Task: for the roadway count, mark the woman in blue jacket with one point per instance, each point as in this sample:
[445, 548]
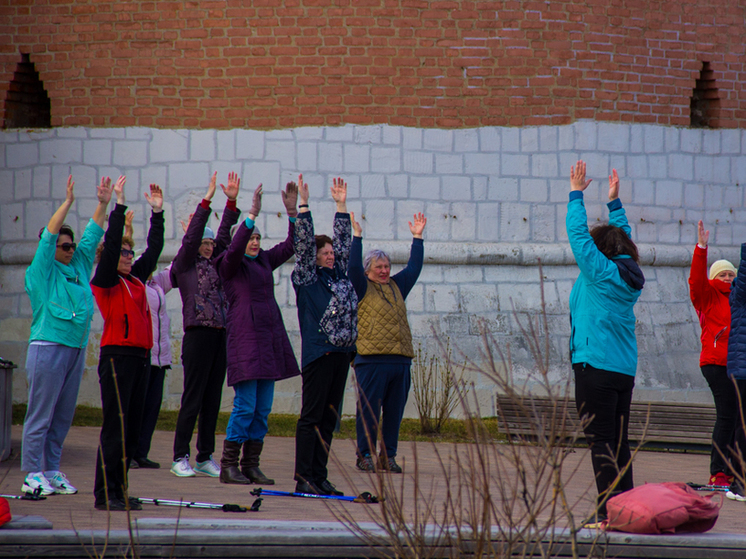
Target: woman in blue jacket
[603, 347]
[62, 307]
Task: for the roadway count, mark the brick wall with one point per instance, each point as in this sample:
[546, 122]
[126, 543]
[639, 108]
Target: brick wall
[427, 64]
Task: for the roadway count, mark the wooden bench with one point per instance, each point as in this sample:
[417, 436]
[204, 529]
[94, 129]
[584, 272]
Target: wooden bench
[670, 426]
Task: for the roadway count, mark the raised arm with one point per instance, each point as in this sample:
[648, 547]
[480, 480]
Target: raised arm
[409, 275]
[106, 272]
[700, 289]
[355, 269]
[617, 214]
[58, 217]
[103, 192]
[281, 252]
[342, 239]
[144, 266]
[738, 289]
[590, 260]
[304, 243]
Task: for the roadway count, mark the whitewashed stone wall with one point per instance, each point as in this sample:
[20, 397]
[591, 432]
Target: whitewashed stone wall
[495, 199]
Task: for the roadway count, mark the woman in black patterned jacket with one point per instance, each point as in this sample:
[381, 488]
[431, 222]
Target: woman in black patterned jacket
[327, 312]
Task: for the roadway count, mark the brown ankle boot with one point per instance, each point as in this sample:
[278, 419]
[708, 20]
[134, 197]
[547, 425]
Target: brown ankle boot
[250, 463]
[229, 472]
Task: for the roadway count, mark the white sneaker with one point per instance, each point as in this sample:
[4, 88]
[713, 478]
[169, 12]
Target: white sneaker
[61, 484]
[37, 484]
[182, 468]
[208, 467]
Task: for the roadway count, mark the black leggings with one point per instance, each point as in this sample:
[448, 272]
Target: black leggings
[726, 417]
[606, 396]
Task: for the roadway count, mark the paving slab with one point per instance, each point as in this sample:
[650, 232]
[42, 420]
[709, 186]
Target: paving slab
[76, 512]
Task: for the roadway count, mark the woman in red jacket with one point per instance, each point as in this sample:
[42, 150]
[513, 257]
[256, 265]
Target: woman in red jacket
[124, 365]
[710, 299]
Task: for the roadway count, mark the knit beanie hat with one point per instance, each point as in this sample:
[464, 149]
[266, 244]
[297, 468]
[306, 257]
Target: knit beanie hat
[721, 266]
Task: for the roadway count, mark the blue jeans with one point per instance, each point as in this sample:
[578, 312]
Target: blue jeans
[54, 373]
[251, 406]
[381, 386]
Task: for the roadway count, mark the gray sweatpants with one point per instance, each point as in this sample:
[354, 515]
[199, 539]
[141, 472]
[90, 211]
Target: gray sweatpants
[54, 373]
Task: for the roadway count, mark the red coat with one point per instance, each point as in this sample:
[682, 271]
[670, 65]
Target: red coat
[126, 314]
[710, 299]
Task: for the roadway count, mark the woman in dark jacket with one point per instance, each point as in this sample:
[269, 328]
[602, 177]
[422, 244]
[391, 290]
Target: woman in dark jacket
[737, 373]
[124, 366]
[203, 346]
[258, 348]
[327, 312]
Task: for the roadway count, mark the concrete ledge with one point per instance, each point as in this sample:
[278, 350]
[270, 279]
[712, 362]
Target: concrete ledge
[475, 254]
[264, 538]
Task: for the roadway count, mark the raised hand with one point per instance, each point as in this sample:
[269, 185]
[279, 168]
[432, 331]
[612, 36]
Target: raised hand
[702, 235]
[69, 192]
[211, 188]
[156, 198]
[104, 191]
[339, 191]
[577, 177]
[418, 226]
[185, 226]
[613, 185]
[302, 192]
[128, 219]
[119, 189]
[290, 198]
[357, 231]
[234, 185]
[256, 202]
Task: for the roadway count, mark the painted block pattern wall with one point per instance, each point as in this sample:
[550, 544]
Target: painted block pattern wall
[224, 64]
[495, 198]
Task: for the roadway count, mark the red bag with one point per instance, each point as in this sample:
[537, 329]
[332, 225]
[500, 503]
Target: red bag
[662, 508]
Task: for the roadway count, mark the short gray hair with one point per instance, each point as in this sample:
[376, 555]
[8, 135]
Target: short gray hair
[373, 255]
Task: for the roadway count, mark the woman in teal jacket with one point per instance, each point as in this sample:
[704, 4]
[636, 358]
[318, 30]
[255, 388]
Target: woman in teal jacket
[62, 307]
[603, 347]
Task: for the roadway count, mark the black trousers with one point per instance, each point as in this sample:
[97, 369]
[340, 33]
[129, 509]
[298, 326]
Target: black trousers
[323, 387]
[739, 437]
[724, 393]
[153, 400]
[606, 396]
[132, 374]
[203, 357]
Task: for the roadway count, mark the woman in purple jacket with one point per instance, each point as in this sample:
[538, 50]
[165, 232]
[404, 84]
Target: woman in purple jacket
[258, 349]
[203, 347]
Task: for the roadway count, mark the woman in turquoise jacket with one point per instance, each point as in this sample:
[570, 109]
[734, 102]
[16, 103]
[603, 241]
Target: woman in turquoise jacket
[57, 282]
[603, 347]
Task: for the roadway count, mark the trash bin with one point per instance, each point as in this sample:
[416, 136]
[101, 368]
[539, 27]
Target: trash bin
[6, 405]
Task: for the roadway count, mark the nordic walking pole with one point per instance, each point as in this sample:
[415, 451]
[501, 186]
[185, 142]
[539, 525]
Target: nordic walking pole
[195, 505]
[365, 497]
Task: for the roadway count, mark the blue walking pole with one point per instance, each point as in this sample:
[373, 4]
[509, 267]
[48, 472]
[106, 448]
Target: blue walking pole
[365, 497]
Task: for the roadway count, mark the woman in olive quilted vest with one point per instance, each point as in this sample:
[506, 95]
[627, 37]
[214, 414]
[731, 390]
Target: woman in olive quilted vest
[384, 345]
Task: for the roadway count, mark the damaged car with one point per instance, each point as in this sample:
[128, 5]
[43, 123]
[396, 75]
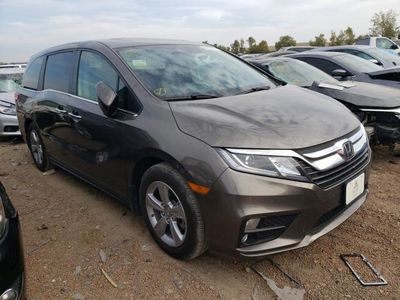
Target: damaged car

# WHAT THE EXERCISE ASKS
Omit the pictures and restate the rest of the records verbatim.

# THE RESULT
Task: for the roadway count, mark the woman in blue jacket with one point per instance, each point as in this sample:
[445, 548]
Target: woman in blue jacket
[603, 347]
[62, 307]
Task: for the roadway count, mark the brick wall with one point per instance, each point as in this sample:
[546, 122]
[126, 543]
[639, 108]
Target: brick wall
[427, 64]
Task: for the roadway count, mark the wooden bench with one point per instance, each point as in this sample:
[417, 436]
[204, 529]
[94, 129]
[584, 272]
Target: wooden bench
[670, 426]
Task: for the roadway count, mark the raised arm with one point per instance, each point as in this sample:
[648, 547]
[480, 480]
Target: raised arm
[409, 275]
[106, 272]
[700, 289]
[355, 269]
[617, 214]
[58, 217]
[103, 192]
[281, 252]
[342, 239]
[144, 266]
[738, 289]
[590, 260]
[304, 243]
Task: for the roadway count, mark the whitewashed stone wall with one point per instance, each point as in this sample:
[20, 397]
[591, 432]
Target: whitewashed stone wall
[495, 199]
Task: for the roadway count, mark the woman in black patterned jacket with one point per instance, each point as in this sample:
[381, 488]
[431, 222]
Target: woman in black patterned jacket
[327, 312]
Task: for the roadway count, mark the brown ankle boot with one point per instance, each point as in this sample:
[278, 419]
[708, 20]
[134, 197]
[547, 425]
Target: brown ankle boot
[250, 463]
[229, 472]
Task: for the roadway count, mark the white sneaker with one point per instance, each point as in this sample:
[4, 88]
[713, 478]
[169, 12]
Target: white sneaker
[61, 484]
[37, 484]
[182, 468]
[208, 467]
Task: for the roadway count, mark the black leggings with one point per instance, each point as in this sample:
[448, 272]
Target: black leggings
[726, 417]
[606, 396]
Task: for the roadway count, mark the paving slab with one point per instance, each point as in this sample:
[650, 232]
[42, 420]
[709, 186]
Target: paving slab
[76, 512]
Task: for the roadway count, mark the woman in red jacket with one point per instance, each point as in this sample:
[42, 150]
[513, 257]
[256, 265]
Target: woman in red jacket
[124, 365]
[710, 299]
Task: for the roadway count, mark the knit beanie hat with one point per instance, each point as in this sample:
[464, 149]
[266, 244]
[297, 468]
[306, 257]
Target: knit beanie hat
[721, 266]
Task: for the roadway count, mark the blue jeans with one point per instance, each point as in this sample:
[578, 312]
Target: blue jeans
[54, 373]
[251, 406]
[381, 386]
Task: for the roadway count, mark the gray sweatpants with one point per instance, each point as in this sample:
[354, 515]
[199, 539]
[141, 472]
[90, 211]
Target: gray sweatpants
[54, 373]
Task: for the roadway count, mark the red coat with one point per instance, each point as in this sample:
[682, 271]
[670, 65]
Target: red coat
[126, 314]
[710, 299]
Task: for the roadway count, mark the woman in dark jacket with one point per instance, each point as in this sample:
[269, 328]
[602, 177]
[422, 244]
[391, 290]
Target: woman in dark jacket
[737, 373]
[124, 366]
[203, 346]
[258, 348]
[327, 312]
Task: for the roadway count, mark the concrete ledge with one point per instance, each point as in this sample:
[278, 350]
[270, 279]
[712, 362]
Target: concrete ledge
[475, 254]
[264, 538]
Task: for the roadway count, mark the raised hand with one point per instance, each point as in this sample:
[269, 185]
[279, 168]
[432, 331]
[612, 36]
Target: raised hand
[702, 235]
[69, 192]
[211, 188]
[156, 198]
[104, 191]
[339, 191]
[577, 177]
[418, 226]
[185, 226]
[613, 185]
[302, 192]
[128, 219]
[119, 189]
[290, 198]
[357, 231]
[234, 185]
[256, 202]
Task: for the roadway count, mark the painted block pattern wall with one point per instance, each point as in this sample:
[550, 544]
Target: painted block pattern wall
[224, 64]
[495, 198]
Task: for the roadway count, mark the red bag with one point per instance, each point as in this sample:
[537, 329]
[332, 225]
[500, 503]
Target: red bag
[662, 508]
Task: for the roadway count, mark the short gray hair with one point per instance, each point as in this sample:
[376, 555]
[8, 135]
Target: short gray hair
[373, 255]
Task: for the roadway count, mark the woman in teal jacket with one point per instance, each point as in this sample:
[704, 4]
[636, 358]
[318, 30]
[255, 388]
Target: woman in teal jacket
[62, 307]
[603, 347]
Task: for the roadway count, mark the black trousers with one point per instance, each point as in this sample:
[97, 369]
[340, 33]
[129, 509]
[298, 326]
Target: black trousers
[323, 387]
[739, 437]
[724, 393]
[153, 400]
[606, 396]
[132, 374]
[203, 357]
Task: for the roadway count, mark the woman in purple jacket with one point per instance, each point as in this sample:
[538, 50]
[165, 232]
[404, 84]
Target: woman in purple jacket
[258, 349]
[203, 347]
Task: for the roadway count, mark the woman in turquoise jacket with one point per instance, each point as in this sample:
[570, 109]
[734, 102]
[16, 103]
[603, 241]
Target: woman in turquoise jacket
[57, 282]
[603, 347]
Task: for the roadway count, mark the trash bin with one point per instance, each point as in this sample:
[416, 136]
[101, 368]
[539, 27]
Target: trash bin
[6, 405]
Task: for the roadway count, mark the nordic walking pole with one point per instance, each point as in this sample:
[415, 451]
[501, 186]
[185, 142]
[539, 525]
Target: nordic walking pole
[195, 505]
[365, 497]
Task: for the roadway count, mark the blue walking pole with one point per instance, each point as in this sample:
[373, 4]
[509, 267]
[48, 472]
[106, 448]
Target: blue walking pole
[365, 497]
Task: for the roadway count, mark the woman in olive quilted vest with one point per instance, each point as in this sample:
[506, 95]
[627, 37]
[214, 414]
[731, 390]
Target: woman in olive quilted vest
[384, 345]
Task: for the roadway count, mark the damaged car with one point per instance, each point as in this sample:
[128, 5]
[43, 123]
[396, 75]
Target: damaged car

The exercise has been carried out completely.